ЗАДАНИЕ: В какие годы, согласно фрагменту о науке и догме, работали физики, считавшие принятие динамики Ньютона исходной позицией в высшей степени рациональным поступком?

ФРАГМЕНТ ТЕКСТА:
╭──

Однако из этого вовсе не следует, что догма играет сколько-нибудь
значимую роль в научной теории. Напротив, физики, работавшие между
1700 и 1880 годами, считали, что принять динамику Ньютона в качестве
исходной исследовательской позиции вовсе не значит следовать догме, а
напротив, это значит — поступать в высшей степени рационально. И
ученым никогда не возбранялось сомнение в фундаментальной
концептуальной схеме, с которой они работают в тот или иной
исторический период; неотъемлемое право сомневаться является (на чем
особенно настаивал Поппер) тем, что вообще характеризует некую
интеллектуальную процедуру как “научную”. Кстати, это философское
положение было сравнительно ясно и недвусмысленно сформулировано около
двадцати пяти лет назад Коллингвудом в его “Очерках по метафизике”.

╰──

ПЕРЕЧЕНЬ МАТЕРИАЛА:
╭──

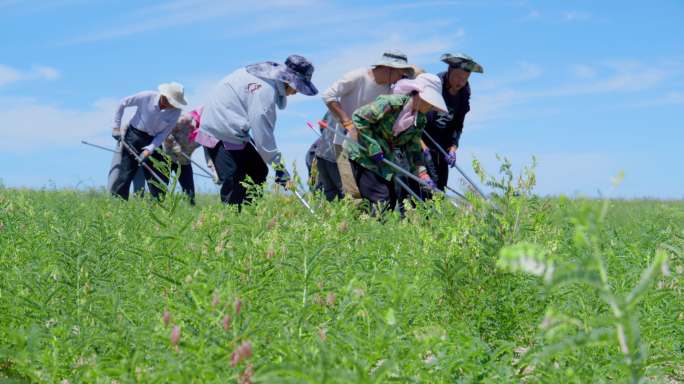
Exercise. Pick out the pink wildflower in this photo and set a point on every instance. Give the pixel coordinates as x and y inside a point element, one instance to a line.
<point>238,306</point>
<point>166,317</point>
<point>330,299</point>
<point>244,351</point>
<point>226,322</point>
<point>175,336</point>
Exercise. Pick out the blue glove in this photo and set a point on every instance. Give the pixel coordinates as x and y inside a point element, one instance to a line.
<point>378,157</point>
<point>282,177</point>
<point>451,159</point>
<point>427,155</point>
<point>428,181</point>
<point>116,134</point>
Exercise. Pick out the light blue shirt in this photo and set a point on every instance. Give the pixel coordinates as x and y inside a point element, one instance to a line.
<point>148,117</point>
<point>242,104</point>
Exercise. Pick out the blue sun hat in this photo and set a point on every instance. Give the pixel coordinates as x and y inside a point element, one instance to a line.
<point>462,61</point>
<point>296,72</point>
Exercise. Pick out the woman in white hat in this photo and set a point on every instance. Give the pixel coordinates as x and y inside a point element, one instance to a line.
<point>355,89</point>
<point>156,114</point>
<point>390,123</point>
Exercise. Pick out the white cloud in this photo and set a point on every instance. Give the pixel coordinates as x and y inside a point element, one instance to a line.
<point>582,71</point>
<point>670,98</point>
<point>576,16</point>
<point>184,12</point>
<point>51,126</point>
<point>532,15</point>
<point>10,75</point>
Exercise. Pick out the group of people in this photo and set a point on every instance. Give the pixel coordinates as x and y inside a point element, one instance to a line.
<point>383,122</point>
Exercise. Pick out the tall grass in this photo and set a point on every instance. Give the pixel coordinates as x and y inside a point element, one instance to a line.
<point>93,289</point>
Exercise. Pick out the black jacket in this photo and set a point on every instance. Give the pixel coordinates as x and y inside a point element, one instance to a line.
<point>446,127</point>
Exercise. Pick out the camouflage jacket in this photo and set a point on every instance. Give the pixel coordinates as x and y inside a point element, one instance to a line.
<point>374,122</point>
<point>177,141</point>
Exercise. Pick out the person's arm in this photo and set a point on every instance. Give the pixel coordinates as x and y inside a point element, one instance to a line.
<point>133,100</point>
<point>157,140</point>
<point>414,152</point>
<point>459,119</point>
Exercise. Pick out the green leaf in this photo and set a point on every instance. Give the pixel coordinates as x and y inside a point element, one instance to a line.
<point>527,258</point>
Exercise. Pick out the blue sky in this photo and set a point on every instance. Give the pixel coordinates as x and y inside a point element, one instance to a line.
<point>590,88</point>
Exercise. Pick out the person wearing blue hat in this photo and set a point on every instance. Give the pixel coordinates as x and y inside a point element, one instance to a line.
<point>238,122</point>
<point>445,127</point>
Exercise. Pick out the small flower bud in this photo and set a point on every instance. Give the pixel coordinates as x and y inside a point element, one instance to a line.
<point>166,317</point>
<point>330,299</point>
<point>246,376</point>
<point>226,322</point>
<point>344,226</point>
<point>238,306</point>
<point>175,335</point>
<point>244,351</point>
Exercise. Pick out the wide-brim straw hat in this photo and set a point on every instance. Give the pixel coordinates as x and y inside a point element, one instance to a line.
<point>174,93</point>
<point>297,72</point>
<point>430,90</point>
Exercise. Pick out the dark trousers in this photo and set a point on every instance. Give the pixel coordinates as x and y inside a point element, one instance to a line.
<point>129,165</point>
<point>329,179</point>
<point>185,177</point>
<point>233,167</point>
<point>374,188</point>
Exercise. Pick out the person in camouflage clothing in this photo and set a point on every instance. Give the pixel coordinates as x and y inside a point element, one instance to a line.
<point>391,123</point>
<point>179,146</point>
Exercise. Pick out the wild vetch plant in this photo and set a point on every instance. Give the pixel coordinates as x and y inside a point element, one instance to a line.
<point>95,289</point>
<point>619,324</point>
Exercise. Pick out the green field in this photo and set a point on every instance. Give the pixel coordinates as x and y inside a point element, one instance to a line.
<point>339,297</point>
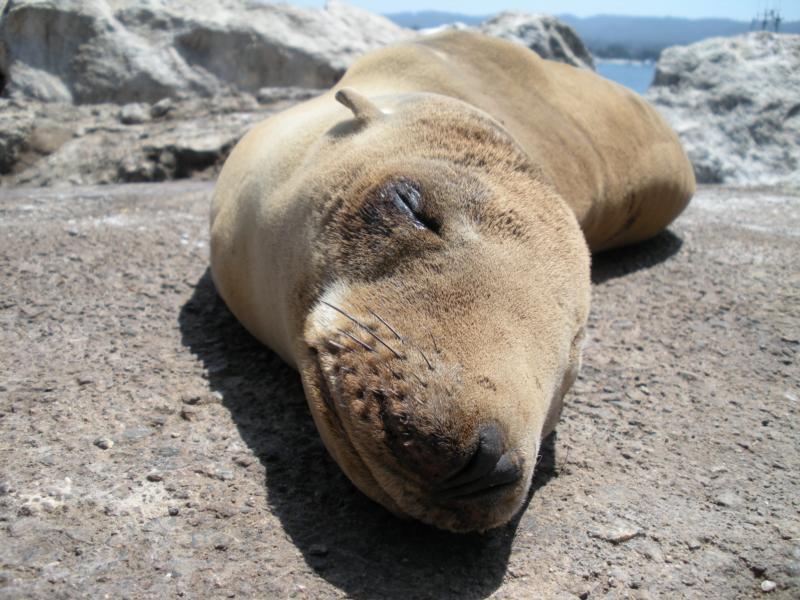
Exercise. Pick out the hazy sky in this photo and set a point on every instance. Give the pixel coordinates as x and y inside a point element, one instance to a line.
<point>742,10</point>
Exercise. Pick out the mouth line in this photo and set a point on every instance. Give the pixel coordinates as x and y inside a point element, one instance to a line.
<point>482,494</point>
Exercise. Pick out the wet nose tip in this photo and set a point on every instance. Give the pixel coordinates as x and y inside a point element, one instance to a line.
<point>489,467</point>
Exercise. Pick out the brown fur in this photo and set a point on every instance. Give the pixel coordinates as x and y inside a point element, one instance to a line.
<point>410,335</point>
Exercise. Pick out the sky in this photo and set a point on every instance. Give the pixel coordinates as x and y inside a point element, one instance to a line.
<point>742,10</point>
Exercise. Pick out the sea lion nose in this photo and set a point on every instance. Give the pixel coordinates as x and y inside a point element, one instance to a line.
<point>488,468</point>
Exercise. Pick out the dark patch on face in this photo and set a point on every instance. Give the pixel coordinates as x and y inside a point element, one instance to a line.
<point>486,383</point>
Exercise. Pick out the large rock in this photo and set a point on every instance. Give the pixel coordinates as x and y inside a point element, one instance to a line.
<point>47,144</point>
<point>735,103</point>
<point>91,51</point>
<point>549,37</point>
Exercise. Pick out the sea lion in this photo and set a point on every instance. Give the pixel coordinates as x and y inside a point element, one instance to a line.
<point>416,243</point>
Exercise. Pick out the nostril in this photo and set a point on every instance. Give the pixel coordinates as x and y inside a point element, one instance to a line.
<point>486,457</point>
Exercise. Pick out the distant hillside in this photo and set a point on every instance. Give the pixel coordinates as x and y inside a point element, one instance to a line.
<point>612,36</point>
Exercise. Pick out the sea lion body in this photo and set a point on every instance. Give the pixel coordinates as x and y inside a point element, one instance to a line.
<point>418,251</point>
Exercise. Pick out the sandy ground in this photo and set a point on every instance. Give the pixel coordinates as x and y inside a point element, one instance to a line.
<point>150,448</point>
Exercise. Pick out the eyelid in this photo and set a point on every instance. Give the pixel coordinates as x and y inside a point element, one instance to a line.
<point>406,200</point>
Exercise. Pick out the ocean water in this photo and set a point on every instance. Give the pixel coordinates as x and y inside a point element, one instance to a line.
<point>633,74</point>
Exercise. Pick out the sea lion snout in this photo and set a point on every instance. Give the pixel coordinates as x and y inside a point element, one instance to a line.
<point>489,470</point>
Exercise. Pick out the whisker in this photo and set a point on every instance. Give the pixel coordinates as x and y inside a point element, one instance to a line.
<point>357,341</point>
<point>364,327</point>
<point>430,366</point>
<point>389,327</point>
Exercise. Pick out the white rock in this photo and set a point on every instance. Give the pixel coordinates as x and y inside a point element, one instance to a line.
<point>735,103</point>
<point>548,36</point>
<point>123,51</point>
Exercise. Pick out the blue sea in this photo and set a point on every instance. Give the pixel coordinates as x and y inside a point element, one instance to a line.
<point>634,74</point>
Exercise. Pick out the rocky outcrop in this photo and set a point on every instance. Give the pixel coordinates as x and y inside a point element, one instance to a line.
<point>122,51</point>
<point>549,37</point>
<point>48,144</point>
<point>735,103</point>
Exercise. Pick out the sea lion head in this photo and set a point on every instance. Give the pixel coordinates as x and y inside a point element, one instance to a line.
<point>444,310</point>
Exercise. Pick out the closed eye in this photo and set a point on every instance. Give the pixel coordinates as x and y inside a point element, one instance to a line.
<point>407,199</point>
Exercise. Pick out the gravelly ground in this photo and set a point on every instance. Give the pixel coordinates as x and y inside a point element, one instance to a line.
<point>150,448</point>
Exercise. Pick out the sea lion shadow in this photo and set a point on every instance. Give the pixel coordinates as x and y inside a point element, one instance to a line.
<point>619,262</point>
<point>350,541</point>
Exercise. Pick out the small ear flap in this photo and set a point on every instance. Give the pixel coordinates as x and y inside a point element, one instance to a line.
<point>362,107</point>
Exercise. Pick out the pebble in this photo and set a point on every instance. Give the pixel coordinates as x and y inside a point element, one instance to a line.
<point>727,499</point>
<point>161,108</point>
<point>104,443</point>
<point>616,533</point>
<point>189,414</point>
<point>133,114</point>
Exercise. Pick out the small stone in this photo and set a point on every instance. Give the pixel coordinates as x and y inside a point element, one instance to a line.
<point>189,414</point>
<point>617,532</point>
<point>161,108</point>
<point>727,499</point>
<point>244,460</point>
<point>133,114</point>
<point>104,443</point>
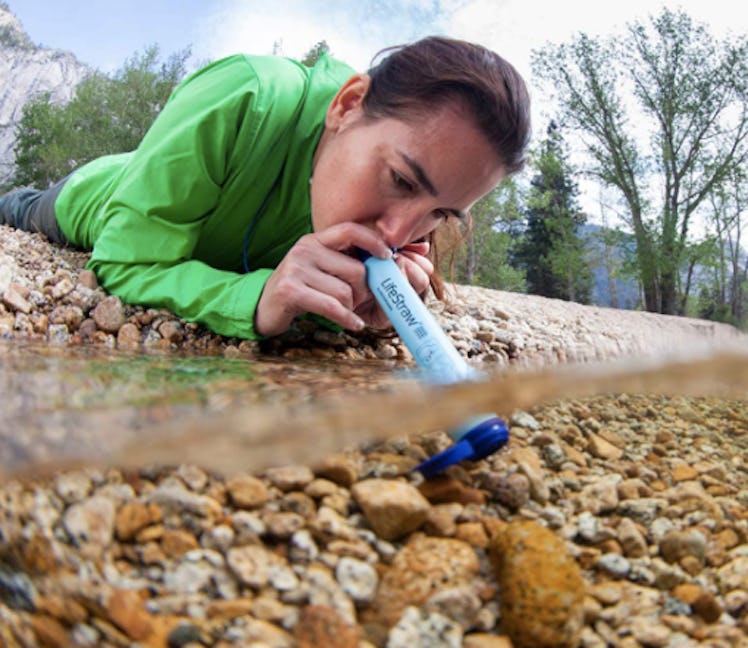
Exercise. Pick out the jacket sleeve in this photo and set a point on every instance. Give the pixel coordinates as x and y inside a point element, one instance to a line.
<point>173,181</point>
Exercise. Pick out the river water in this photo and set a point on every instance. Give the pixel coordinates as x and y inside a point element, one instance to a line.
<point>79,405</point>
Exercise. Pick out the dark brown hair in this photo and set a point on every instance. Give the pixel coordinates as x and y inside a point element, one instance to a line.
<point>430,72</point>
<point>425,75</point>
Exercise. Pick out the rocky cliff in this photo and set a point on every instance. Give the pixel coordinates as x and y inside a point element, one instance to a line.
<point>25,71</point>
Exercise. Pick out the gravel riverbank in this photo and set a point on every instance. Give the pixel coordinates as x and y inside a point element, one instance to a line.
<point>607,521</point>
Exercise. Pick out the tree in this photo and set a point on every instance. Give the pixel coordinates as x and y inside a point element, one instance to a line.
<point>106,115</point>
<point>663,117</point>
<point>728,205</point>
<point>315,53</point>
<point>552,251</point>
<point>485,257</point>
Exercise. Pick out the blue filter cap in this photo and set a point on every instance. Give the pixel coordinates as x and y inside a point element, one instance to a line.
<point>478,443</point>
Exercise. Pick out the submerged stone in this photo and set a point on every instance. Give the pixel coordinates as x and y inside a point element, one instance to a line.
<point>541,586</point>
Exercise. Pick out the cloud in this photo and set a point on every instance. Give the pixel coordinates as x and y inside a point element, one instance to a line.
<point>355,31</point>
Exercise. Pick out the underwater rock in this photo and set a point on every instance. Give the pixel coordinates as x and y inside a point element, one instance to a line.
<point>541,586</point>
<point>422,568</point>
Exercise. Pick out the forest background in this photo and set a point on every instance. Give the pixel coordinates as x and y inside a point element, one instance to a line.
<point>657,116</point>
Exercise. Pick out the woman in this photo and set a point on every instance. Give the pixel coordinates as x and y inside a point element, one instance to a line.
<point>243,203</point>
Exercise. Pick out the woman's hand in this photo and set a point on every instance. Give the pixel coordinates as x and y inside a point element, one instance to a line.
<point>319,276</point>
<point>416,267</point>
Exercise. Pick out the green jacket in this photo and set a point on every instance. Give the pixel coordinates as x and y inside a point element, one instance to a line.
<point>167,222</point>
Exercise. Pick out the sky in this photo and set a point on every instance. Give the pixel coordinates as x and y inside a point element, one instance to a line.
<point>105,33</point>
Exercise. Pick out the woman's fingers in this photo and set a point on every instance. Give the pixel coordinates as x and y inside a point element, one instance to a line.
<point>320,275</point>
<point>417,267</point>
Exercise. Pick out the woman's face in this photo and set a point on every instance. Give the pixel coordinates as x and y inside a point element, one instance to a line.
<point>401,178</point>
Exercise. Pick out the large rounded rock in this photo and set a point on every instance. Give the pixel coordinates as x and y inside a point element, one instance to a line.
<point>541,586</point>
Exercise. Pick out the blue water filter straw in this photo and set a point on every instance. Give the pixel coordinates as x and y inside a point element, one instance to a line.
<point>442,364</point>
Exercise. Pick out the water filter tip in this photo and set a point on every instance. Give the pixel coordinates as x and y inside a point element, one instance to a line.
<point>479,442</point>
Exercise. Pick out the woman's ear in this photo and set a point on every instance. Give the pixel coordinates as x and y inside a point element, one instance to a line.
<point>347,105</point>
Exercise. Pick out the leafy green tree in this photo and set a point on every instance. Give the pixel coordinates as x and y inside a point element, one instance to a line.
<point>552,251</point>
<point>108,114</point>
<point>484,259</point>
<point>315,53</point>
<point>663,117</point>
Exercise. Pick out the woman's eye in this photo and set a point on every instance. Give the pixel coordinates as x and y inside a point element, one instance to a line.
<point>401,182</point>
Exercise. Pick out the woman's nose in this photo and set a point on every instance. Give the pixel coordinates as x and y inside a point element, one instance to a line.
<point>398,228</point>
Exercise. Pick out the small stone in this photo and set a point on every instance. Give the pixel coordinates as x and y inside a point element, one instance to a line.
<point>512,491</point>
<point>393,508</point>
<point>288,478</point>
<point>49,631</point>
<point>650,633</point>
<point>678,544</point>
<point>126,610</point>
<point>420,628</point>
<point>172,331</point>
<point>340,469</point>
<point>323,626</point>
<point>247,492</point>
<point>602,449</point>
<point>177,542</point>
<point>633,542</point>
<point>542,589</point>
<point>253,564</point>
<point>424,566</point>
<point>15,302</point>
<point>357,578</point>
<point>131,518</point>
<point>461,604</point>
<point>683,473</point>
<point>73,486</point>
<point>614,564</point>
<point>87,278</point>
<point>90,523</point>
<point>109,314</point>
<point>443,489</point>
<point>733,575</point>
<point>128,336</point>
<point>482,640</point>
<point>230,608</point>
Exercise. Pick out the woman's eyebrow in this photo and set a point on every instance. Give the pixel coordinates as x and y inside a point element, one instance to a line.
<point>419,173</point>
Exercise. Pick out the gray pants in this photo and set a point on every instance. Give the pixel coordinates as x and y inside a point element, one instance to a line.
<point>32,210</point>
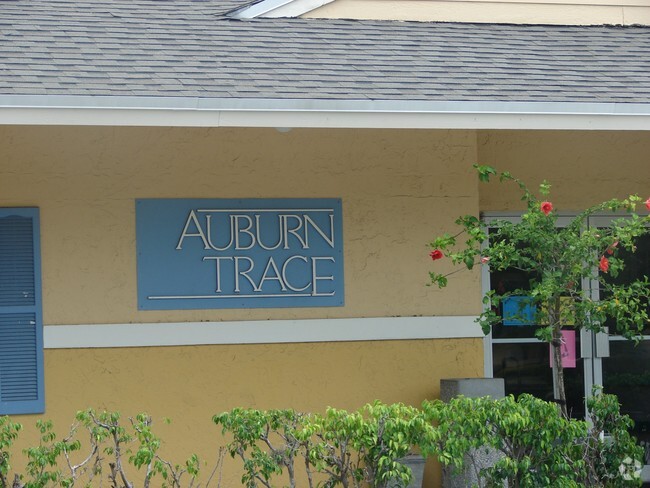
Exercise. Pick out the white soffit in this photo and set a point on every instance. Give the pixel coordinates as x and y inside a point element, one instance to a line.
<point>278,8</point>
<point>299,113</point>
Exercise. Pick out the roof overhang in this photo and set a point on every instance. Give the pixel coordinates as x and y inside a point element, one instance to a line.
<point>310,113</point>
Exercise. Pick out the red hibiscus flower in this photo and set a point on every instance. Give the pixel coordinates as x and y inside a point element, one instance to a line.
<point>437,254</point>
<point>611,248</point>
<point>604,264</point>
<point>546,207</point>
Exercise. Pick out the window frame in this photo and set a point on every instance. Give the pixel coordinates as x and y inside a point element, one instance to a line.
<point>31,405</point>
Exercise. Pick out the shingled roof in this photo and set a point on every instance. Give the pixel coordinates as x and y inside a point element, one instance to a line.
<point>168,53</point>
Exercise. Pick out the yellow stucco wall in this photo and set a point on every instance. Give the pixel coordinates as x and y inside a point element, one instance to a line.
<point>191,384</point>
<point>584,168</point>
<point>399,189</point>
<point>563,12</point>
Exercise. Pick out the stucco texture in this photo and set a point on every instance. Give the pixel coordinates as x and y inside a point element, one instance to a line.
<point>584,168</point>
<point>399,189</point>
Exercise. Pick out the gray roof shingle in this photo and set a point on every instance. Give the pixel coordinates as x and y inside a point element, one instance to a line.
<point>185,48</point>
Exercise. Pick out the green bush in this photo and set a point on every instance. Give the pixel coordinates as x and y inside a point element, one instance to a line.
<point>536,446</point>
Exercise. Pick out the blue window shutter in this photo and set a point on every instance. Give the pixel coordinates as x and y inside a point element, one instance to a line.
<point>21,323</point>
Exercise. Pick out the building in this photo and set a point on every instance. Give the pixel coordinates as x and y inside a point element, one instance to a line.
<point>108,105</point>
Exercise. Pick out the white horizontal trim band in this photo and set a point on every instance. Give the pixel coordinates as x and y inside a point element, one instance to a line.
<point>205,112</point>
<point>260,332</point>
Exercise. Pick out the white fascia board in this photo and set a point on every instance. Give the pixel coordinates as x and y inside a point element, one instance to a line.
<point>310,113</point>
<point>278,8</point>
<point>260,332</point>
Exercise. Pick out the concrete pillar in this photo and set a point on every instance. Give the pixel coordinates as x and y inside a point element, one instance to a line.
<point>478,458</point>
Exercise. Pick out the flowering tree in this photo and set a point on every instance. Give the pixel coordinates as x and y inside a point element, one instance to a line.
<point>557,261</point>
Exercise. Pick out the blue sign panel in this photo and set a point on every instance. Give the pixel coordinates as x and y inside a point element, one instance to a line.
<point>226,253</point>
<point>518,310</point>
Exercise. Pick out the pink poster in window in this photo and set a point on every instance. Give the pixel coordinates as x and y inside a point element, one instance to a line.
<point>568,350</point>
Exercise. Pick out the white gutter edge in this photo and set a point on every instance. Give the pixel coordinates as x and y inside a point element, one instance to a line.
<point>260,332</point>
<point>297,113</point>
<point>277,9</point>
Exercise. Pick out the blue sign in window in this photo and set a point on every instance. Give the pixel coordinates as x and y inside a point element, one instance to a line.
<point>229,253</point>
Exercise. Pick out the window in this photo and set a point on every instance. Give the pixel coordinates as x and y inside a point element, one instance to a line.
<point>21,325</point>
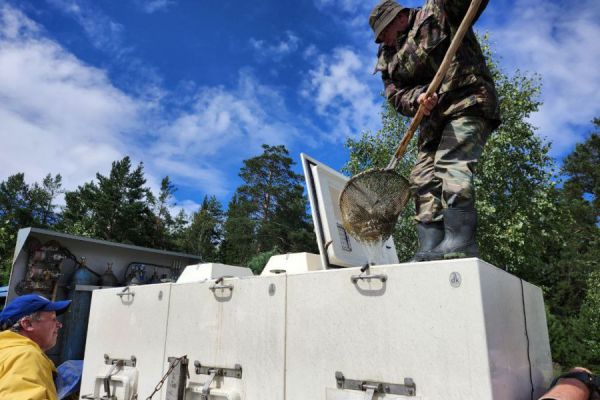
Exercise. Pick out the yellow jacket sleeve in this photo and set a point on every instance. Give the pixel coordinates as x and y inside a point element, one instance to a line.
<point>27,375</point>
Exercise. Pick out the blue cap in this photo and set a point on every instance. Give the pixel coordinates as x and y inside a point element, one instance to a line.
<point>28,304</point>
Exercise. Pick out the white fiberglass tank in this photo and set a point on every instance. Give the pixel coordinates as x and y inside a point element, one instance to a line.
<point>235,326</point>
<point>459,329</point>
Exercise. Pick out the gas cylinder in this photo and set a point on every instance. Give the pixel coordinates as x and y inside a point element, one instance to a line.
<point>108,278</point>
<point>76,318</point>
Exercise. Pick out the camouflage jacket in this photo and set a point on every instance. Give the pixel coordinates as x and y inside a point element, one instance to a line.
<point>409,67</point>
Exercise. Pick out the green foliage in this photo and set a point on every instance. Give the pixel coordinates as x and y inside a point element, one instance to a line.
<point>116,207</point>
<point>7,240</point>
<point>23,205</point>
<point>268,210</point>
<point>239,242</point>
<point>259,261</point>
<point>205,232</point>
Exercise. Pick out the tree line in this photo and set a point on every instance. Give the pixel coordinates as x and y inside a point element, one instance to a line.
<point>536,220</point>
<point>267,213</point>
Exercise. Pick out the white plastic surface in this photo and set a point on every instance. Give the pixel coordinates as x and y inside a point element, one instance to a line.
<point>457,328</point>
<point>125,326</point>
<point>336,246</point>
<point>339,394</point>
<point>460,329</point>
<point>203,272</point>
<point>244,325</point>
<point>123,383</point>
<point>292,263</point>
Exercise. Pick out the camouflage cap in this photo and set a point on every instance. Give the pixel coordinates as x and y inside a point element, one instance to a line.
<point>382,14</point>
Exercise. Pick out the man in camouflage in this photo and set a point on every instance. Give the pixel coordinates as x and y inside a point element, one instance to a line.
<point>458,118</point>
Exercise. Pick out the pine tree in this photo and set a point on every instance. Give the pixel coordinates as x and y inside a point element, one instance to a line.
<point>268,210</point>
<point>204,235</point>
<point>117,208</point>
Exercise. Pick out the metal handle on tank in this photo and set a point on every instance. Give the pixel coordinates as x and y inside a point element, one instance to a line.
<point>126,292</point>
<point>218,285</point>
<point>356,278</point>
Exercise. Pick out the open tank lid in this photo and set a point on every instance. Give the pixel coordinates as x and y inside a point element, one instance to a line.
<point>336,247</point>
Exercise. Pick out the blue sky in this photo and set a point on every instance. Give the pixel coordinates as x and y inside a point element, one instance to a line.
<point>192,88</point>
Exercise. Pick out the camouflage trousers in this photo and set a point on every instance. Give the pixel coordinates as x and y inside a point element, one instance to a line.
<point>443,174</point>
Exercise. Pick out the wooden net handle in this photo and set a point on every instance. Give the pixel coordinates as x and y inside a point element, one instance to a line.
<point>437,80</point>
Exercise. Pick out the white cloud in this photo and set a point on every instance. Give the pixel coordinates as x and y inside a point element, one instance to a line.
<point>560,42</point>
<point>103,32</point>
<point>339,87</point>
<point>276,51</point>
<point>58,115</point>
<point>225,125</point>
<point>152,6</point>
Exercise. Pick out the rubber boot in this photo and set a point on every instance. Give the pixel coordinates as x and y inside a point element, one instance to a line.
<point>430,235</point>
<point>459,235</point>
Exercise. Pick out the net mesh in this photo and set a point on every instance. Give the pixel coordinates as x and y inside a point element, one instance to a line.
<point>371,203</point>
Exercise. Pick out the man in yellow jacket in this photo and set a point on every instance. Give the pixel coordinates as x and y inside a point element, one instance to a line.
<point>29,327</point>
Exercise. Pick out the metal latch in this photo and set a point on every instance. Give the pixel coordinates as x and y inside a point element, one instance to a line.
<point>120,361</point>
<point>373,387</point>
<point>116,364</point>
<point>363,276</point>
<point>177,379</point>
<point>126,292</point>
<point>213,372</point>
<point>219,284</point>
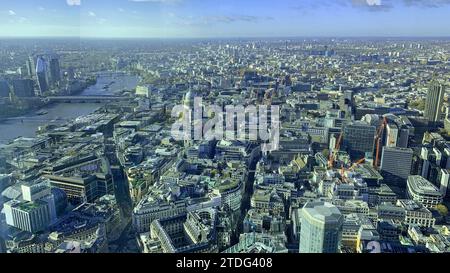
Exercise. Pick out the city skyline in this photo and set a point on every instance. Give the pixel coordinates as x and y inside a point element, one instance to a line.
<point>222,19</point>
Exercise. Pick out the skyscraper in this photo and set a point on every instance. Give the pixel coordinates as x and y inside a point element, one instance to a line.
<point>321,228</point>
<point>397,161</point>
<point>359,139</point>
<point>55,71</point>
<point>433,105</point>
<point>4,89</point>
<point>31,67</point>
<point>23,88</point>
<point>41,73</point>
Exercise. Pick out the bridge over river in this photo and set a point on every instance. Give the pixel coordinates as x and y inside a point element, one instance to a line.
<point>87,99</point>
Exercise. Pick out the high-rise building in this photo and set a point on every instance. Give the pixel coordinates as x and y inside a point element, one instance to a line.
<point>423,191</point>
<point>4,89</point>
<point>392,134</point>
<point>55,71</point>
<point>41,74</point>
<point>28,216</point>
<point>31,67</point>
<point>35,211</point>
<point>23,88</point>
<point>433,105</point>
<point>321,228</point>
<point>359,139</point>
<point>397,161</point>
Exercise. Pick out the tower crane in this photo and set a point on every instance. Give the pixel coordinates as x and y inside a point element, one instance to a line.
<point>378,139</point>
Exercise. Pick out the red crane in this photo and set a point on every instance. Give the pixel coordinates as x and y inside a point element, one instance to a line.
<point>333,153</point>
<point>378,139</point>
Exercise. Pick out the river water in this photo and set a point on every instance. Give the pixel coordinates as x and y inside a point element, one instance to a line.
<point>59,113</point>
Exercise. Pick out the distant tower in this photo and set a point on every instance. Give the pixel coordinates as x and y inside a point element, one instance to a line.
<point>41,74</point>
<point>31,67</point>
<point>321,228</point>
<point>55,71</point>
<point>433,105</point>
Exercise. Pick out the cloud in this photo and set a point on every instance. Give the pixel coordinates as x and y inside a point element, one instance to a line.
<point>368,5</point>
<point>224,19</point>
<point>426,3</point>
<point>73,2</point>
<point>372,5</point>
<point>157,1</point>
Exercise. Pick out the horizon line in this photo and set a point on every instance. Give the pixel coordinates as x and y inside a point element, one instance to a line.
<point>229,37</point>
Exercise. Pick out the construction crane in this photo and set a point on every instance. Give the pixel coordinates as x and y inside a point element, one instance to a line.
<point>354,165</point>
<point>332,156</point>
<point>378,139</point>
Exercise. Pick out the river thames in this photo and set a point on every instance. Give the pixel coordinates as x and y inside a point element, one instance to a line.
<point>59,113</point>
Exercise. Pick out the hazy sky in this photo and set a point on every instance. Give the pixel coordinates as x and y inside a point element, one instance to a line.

╰──

РЕШЕНИЕ ЗАДАЧИ: Между 1700 и 1880 годами.